# No Hope - This team is TRASH



## firstrounder (Oct 31, 2004)

-Hedo was one of the worst signings I've ever seen. We are way better when he is not on the floor. 

-Bosh getting max dollars, but he is not good enough to carry a contending team. He is not an upper echelon player aka Kobe, Wade, Anthony, Lebron, yet he wants to be paid like them, and he wants to be "the man". 

-No cap room for next season, and almost all of our money is tied into long term deals, save for Bosh. 

-A Eurotrash centre who can hit an occasional three pointer is signed for the next 5 years. Couple him with Turkoglu and you have a couple of career 12 ppg players getting 100+ million over the nex 5 years combined. WASTE

-Calderon plays defense like he should have been a matador instead

-Derozan looks like a decent 3rd option maybe, but shows no potential of ever becoming a star

Add it all up and you have a hopeless next 5 years ahead of us at least. Start the rebuild over again. Get rid of Collangelo, and try and package Turk and/or Bargs with whoever you have to to get rid of his contract. Stink up the joint for the next 3 years and try and get another VC. We've had this team now for 15 years, and we've been a pretty big embarassment for the most part.


----------



## Raptor (Feb 26, 2004)

Most of the team who won championship, they all have star SG or SF, and they build the team around these position like: Magic Johnson, Mike Jordan, Kobe, Wade, Lebron, even VC team (in the past few year with raptors)...because SG/SF they are fast to break down defend so that they can carry the team.
With Raptors are building around PF - Chris Bosh - like Spur build around Duncan and Minesota build around KG, I don't think it's working out. We need go with another direction, either bring some star SF/SF to help Bosh or trade Bosh for another star guard.
I hope you guy understand what i am talking about - English is my second language.
Thanks


----------



## a_i_4_life (Dec 24, 2004)

Turkoglu is turning into VC. He doesn't care about the team, he jokes on the court like carter did, he moves like a 50 year old, carries the ball everytime. There's no hope for this team.


----------



## seifer0406 (Jun 8, 2003)

I don't know how we are going to get rid of Turk/Calderon, those 2 contracts are going to kill us. Bargnani while is deserving of the bust label by now has a manageable contract for his age.

Knowing Colangelo, he might package next year's pick (2011) just to get rid of Turk or Calderon. What a disaster. I'm going to hang around until the end of the summer to see how Colangelo handles Bosh and the rest of the roster (if he isn't fired that is). Unless BC does something miraculous, that might be it for me as a Raptor fan at least until all the Euros are gone.

DATA ENTRIES:
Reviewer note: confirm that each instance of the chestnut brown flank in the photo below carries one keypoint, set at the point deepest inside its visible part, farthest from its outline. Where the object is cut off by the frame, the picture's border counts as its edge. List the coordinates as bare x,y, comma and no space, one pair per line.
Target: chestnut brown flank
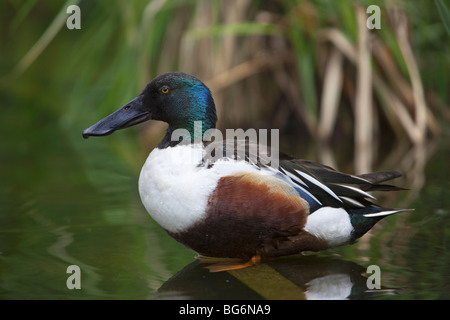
249,214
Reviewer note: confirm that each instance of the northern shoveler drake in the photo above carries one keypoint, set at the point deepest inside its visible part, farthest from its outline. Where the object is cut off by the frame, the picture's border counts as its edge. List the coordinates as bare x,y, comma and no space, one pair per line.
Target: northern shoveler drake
229,207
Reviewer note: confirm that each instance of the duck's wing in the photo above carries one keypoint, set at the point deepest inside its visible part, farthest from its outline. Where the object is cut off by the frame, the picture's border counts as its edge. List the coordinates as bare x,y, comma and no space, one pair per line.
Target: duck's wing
321,185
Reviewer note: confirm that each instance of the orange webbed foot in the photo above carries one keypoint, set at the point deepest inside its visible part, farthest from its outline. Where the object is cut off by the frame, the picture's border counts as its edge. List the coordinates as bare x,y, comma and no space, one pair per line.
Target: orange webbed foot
228,264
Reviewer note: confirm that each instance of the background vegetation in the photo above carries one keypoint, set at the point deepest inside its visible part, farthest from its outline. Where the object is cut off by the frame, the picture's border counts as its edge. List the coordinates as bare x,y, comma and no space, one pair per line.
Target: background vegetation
354,98
310,68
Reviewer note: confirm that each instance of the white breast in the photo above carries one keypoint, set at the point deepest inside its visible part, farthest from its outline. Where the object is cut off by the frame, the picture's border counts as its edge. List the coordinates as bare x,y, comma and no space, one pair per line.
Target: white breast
175,189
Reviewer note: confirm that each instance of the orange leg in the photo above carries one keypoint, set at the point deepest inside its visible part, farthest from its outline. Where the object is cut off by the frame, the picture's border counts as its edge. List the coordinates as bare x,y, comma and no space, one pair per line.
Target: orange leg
227,264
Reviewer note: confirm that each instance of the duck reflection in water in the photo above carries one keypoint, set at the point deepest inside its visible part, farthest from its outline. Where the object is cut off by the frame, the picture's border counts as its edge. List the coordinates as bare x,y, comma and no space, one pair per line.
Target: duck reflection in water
297,277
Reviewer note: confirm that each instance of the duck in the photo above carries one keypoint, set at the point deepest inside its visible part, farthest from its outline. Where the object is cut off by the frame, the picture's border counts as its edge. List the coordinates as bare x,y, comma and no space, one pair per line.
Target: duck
232,210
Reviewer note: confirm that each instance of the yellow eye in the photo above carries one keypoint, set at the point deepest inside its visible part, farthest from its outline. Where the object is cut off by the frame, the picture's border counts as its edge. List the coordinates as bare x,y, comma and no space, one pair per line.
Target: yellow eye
164,90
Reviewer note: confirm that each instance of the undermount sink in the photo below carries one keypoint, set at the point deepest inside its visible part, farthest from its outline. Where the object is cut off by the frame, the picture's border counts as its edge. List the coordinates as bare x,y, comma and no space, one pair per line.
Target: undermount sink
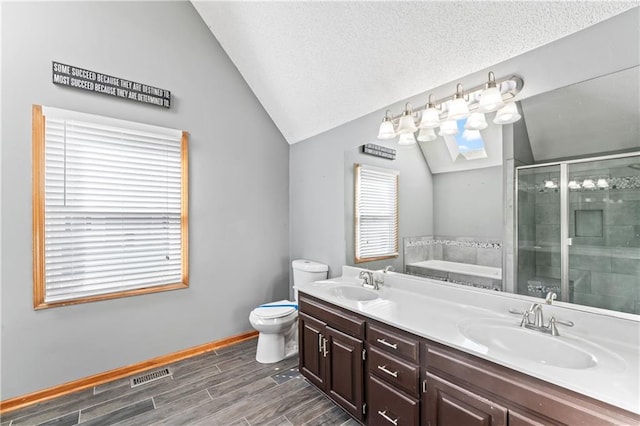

GIVEN PROBLEM:
Give the username of every poster in the forum thread on the Raptors.

WRITTEN SOLUTION:
firstrounder, Raptor, a_i_4_life, seifer0406